[Document text Boundary: Start]
Vitamin D is one of the most essential vitamins, we as humans, need to survive. Vitamin D helps the bones stay healthy, it boosts your immune system, improves fertility, helps the development of the brain…. and it raises testosterone levels.
Vitamin D is actually not a vitamin at all. It belongs to a group of secosteroids (ster0ids with a cut ring – see the picture below) responsible for absorption of zinc, magnesium, calcium, and iron in the intestines. It can be found in few foods such as fatty fish (salmon, sardines etc…), eggs, mushrooms etc.
Our body is able to produce Vitamin D by itself, when our skin is directly exposed to the sun.
But besides being a “healthy bone” vitamin, as people most commonly refer to it, Vitamin D has so many positive functions in a human’s body, and one of those is to keep our endocrine system and testosterone levels in balance – both in men and women.
A healthy lifestyle and a healthy diet can definitely boost testosterone levels. But if you do everything right and still suffer from low testosterone, you might want to check 25-hydroxyvitamin D levels, which should be around 55 ng/mL.
Does vitamin D increase testosterone levels ?
Studies say that by taking vitamin D3 at a dose of 4,000 to 5,000 IU a day, you can naturally increase your testosterone levels because D3 plays a part in its production. Let’s check some of the recent studies:
1. A study done at the Department of Internal Medicine, Division of Endocrinology and Nuclear Medicine at the Medical University of Graz, Austria found out that men with normal Vitamin D levels, had significantly higher testosterone and lower S*x Hormone Binding Globulin (SHBG)
2. A study at the same university in Austria, found out that when healthy men consumed 3332 IU of vitamin D daily for a year, their testosterone levels increased by 25%. By contrast, there was no significant change in any testosterone measure in the placebo group.
3. This study examined the already proven positive association between vitamin D and testosterone levels. They had 1362 male subjects, and the results show that vitamin D has a linear positive association with serum total and free testosterone levels. However when the amount of vitamin D in serum goes above ~80 nmol/L (pretty much optimal), the increase in testosterone plateaus.
Meaning that vitamin D more than likely does increase testosterone levels, but it won’t help if you are already in the optimal range of vitamin D (which is definitely not where most men are)
[Document text Boundary: End]
[Provided material Boundary: Start]
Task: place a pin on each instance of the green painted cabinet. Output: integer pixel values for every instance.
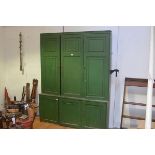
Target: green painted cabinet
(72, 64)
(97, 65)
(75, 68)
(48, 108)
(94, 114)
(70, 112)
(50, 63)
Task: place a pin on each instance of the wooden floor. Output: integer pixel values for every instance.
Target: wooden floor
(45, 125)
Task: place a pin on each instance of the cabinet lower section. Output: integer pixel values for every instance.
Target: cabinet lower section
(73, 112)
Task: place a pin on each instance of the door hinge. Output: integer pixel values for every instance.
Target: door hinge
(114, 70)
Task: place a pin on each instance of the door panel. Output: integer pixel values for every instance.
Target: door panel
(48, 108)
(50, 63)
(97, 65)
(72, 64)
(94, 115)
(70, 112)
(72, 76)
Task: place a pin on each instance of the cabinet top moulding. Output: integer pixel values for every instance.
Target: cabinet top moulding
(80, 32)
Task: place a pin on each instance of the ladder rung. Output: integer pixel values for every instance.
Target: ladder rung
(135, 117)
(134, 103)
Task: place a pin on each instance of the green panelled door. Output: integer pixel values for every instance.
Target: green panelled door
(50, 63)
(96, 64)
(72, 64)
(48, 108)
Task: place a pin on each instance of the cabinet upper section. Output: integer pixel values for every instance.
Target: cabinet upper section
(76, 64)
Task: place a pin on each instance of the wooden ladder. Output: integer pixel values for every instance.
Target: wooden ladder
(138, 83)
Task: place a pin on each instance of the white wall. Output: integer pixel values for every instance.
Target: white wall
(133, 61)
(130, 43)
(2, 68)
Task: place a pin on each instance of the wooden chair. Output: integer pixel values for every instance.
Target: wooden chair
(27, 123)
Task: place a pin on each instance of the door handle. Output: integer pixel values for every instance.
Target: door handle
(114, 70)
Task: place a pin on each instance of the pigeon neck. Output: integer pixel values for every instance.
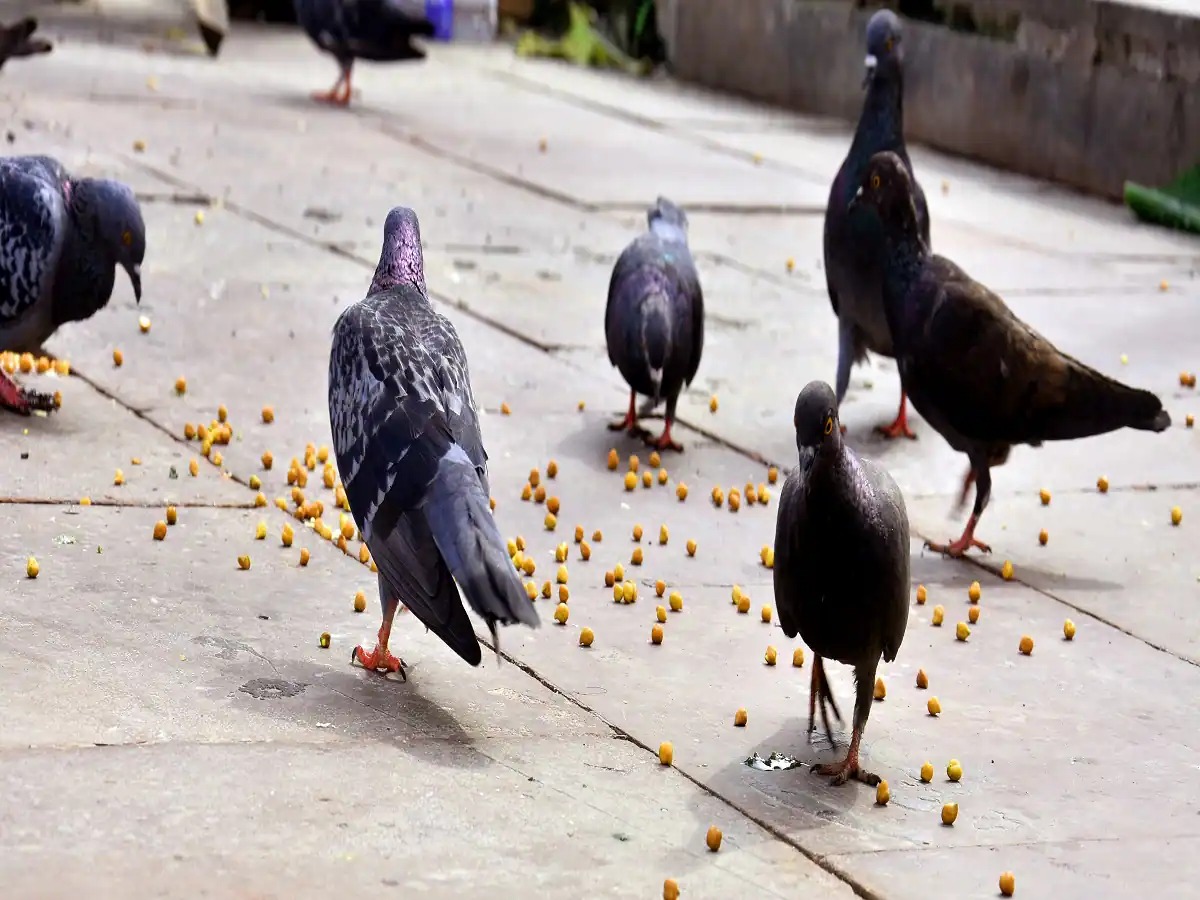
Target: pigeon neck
[Provided material Boundary: End]
# [Complete the following]
1. Rewrite the part of the vitamin D article that opens with the words "But besides being" and closes with "men and women.", substituting "hormonal system" for "endocrine system".
2. According to the vitamin D article, why would extra vitamin D fail to help men whose vitamin D is already in the optimal range? Answer in one to three sentences.
3. Continue the vitamin D article from its last sentence.
The records have nothing to do with the text.

# [Results]
1.
But besides being a “healthy bone” vitamin, as people most commonly refer to it, Vitamin D has so many positive functions in a human’s body, and one of those is to keep our hormonal system and testosterone levels in balance – both in men and women.

2. In a study of 1362 men, testosterone rose along with vitamin D only up to a point. Once serum vitamin D went above about 80 nmol/L, which the article calls pretty much optimal, the increase in testosterone leveled off.

3.
4. It has been shown that testosterone levels change drastically with the change of seasons. The male hormone is was at its peak during summer and at its lowest during winter, which is related to sunlight exposure and creation of vitamin D.
– Men that are deficient in vitamin D are likely to have imbalanced (low) testosterone levels compared to those that consume sufficient doses of vitamin D.
– Consuming vitamin D in doses of 3000-5000 IU per day for a year, will likely increase the testosterone by about 25 percent.
– Consuming more Vitamin D that the sufficient dose will NOT lead to better results regarding testosterone levels. Rather the levels of this hormone will hit a plateau.
– Even though very often direct exposure to sunlight and UV rays is harmful for the skin, occasional exposure to sunlight might be a good idea, because it contributes to the creation of vitamin D in the body.
Supplementing with vitamin D is also a good idea if the supplement you are going to use is a quality supplement containing vitamin D3 instead of the D2 form which is cheaply made and the chemical process of manufacturing it is questionable.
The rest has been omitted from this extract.